**TASK REQUIREMENTS:**
Reproduce verbatim the lines of the entries below, from the line containing "the black microphone" through the last line of the entries, both ends included. Leave the pictures out of your copy.
---*---
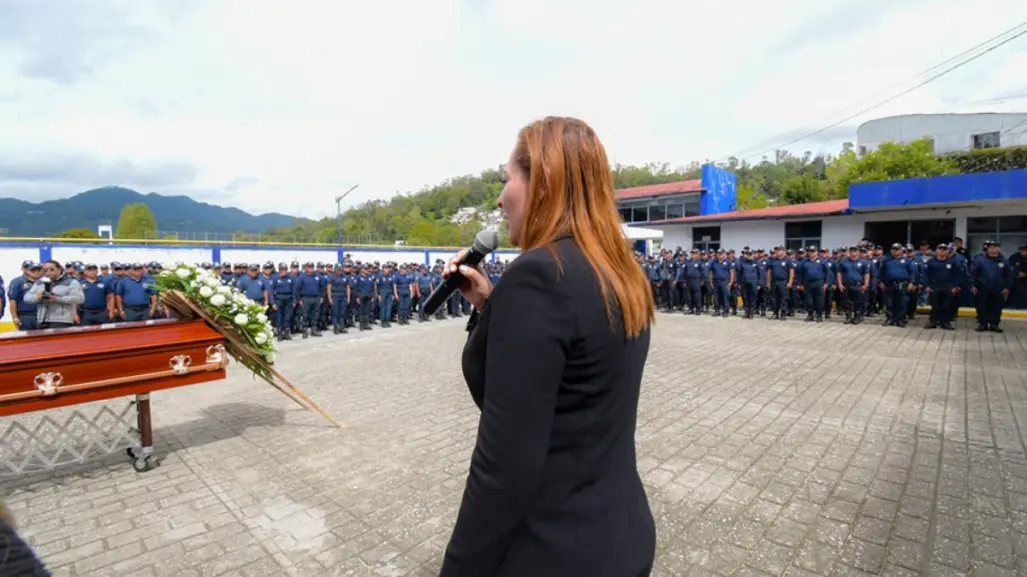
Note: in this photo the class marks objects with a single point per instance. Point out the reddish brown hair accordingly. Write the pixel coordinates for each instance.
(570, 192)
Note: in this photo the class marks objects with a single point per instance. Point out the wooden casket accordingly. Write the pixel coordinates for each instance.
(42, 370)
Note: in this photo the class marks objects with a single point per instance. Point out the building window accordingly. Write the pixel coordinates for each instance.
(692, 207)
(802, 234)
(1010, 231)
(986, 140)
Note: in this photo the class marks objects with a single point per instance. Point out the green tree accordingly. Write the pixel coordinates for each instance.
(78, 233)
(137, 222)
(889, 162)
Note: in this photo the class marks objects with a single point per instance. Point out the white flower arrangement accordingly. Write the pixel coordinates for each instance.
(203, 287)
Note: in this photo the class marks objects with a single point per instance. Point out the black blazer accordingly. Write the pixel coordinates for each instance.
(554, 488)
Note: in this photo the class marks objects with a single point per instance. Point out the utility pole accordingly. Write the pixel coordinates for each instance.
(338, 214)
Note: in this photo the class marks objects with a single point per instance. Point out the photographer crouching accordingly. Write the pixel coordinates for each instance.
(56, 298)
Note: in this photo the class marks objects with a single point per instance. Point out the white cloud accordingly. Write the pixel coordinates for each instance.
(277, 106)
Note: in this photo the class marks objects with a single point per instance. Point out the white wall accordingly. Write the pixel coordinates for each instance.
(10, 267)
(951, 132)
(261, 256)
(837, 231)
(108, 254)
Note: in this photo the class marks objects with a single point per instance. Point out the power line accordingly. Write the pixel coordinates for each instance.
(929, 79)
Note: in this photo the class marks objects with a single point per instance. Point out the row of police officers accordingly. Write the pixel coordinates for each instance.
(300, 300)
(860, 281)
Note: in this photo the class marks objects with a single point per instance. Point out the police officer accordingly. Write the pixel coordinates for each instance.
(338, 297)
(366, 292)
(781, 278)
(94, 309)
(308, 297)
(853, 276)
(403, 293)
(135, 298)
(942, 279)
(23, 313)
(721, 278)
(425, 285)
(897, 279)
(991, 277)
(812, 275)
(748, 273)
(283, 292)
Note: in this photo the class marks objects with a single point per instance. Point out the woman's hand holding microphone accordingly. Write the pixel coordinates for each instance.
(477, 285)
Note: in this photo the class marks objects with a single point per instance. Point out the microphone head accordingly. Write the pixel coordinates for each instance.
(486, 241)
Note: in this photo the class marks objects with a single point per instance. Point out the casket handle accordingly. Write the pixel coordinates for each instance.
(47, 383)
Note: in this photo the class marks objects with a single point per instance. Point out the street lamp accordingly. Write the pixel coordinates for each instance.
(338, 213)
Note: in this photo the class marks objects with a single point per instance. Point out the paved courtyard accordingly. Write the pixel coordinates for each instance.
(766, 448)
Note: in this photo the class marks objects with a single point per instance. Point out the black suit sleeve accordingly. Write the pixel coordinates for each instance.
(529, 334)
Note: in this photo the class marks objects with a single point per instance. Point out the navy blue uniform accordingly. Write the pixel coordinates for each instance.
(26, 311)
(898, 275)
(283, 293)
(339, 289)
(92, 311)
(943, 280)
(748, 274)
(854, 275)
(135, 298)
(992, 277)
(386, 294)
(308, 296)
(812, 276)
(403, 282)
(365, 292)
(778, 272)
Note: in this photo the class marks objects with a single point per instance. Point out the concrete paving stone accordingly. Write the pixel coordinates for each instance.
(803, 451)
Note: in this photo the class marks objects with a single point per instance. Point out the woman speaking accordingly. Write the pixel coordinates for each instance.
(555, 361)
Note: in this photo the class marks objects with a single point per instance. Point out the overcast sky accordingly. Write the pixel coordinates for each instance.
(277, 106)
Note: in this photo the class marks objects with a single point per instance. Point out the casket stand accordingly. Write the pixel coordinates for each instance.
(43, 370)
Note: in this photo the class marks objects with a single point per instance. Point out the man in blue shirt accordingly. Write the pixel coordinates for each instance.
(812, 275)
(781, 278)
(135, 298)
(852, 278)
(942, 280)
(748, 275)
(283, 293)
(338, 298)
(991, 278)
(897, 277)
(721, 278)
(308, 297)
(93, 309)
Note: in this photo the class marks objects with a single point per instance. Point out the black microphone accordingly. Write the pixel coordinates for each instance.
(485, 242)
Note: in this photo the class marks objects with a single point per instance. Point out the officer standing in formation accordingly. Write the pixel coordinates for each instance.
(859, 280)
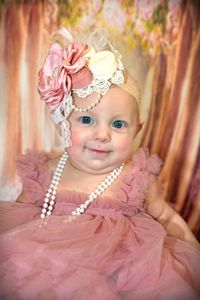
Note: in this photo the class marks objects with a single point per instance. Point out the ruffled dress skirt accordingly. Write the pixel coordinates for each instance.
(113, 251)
---*---
**RIGHT ANSWER:**
Note: in this photo the class marks objects with a single point per instance. Point out the black microphone accordingly. Write the pixel coordinates for each instance.
(485, 242)
Note: in this photo the class marks objects with a single point per instance. Point out the officer standing in formation accordingly. Write the pixel coordinates for each instance.
(859, 280)
Note: in this photo the class marks objects with a single point per instance. Point out the ruffled dress skirt accordingly. Write the pixel coordinates for each instance.
(113, 251)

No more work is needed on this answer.